▸ TEXTE DE L'EXERCICE:
################

C’est évidemment le mythe transhumaniste qui consiste à imaginer qu’un jour, il n’y ait plus d’autre alternative pour les humains, pour leur éviter d’être définitivement mis hors course par la puissance grandissante des machines, de transférer leur monde mental dans un robot dont le changement régulier des pièces leur assurerait l’immortalité.

Projection « sur » et projection « dans »

Cette approche permet de distinguer deux types de projections sur les objets : la projection « dans » et la projection « sur ». La première organise les cultures animistes et l’identification projective décrite par Mélanie Klein. Elle modifie l’objet en profondeur et de façon durable. On ne lève pas en effet l’identification projective au sens de Mélanie Klein en sollicitant le système 2. Ça ne marche pas ! La ré intériorisation des parties clivées et projetées est très problématique comme le savent tous les cliniciens. Mais après Mélanie Klein, des psychanalystes comme Winnicott ont insisté sur le fait qu’elle est tout de même possible sous certaines conditions.

En revanche, la projection « sur » est labile et de l’ordre du fonctionnement mental courant. Cela signifie que nous avons tous tendance à considérer nos interlocuteurs à partir de nos projections sur eux (nous les réduisons à ces projections), mais qu’en même temps nous sommes toujours prêts à les faire évoluer (tout au moins si nous ne sommes pas prisonniers de convictions délirantes) en fonction de ce que nous découvrons sur eux. La projection « sur » relève du système 1 et de l’anthropomorphe normal qui permet à l’homme, depuis les origines, d’apprivoiser le monde. Elle ne modifie pas la nature de l’objet qui reste un objet, grâce au système 2.

Logique scientifique et logique religieuse

Le data scientist Blake Lemoine était chargé il y a un encore un an de la programmation et de l’entrainement de Lamda, le modèle de langage de Google interrogeable avec une interface de type Chatbot. Tout allait bien jusqu’à ce qu’il déclare publiquement que la machine dont il avait la charge était sentiente, c’est-à dire qu’elle avait la capacité d’éprouver des choses subjectivement et d’avoir des expériences vécues. Cet employé projetait évidemment dans l’objet (ici une machine conversationnelle) son propre vécu subjectif du monde, c’est-à-dire des états sensoriels, affectifs, cognitifs voire moteurs qui lui appartiennent. Chez lui, il ne s’agissait donc pas seulement d’anthropomorphisme, mais d’identification projective, c’est-à-dire non pas de projection « sur », mais de projection « dans ». Ses collègues ont essayé de faire appel à son système 2, mais ça n’a pas marché.  Il a totalement identifié l’objet à ce qu’il y projetait de lui-même. Il a été renvoyé, mais au lieu de prendre un avocat pour se défendre, il a pris un avocat pour défendre la machine dans laquelle il avait projeté probablement la partie la plus précieuse de lui-même de telle façon qu’il tenait avant tout à ce que cette machine soit reconnue comme consciente et respectée, en écartant ce qui doit être pour lui un cauchemar total, son démantèlement.

################

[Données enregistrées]
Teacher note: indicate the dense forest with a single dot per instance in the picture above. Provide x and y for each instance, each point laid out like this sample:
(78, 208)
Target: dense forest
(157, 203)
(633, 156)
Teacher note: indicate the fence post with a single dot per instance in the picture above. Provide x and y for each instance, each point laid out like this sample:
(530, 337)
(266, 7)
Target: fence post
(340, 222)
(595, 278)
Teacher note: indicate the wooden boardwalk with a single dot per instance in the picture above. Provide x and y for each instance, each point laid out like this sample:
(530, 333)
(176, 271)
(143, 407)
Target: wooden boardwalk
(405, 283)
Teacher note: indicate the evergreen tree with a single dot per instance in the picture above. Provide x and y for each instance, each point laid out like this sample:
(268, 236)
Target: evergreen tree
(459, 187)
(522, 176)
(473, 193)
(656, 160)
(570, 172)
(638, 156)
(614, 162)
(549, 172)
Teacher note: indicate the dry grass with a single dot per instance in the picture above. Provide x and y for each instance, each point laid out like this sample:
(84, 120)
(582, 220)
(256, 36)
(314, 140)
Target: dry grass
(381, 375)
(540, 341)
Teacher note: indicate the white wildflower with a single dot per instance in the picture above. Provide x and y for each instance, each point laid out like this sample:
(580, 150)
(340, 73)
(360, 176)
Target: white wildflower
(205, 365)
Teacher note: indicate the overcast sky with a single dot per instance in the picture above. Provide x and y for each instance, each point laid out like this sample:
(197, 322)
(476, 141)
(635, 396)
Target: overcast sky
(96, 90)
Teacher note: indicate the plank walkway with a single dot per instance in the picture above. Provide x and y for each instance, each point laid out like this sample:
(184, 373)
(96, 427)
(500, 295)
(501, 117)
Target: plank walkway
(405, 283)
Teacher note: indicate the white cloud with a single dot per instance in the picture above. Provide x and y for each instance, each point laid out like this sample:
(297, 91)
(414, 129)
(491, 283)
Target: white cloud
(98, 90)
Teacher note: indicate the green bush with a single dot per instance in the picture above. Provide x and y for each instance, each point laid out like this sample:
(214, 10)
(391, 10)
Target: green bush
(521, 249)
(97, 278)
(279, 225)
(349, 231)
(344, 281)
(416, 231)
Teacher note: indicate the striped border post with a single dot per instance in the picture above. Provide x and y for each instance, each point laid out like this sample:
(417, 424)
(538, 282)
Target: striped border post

################

▸ COMMENT PROCÉDER:
Répondez aux questions suivantes d'après le texte sur les deux types de projection.
(a) Quel type de projection organise les cultures animistes ?
(b) De quel système relève la projection « sur » ?
(c) Quel est le nom du modèle de langage de Google dont Blake Lemoine était chargé ?
Les enregistrements n'ont aucun rapport avec le texte.

▸ RÉPONSE:
(a) La projection « dans ».
(b) Du système 1.
(c) Lamda.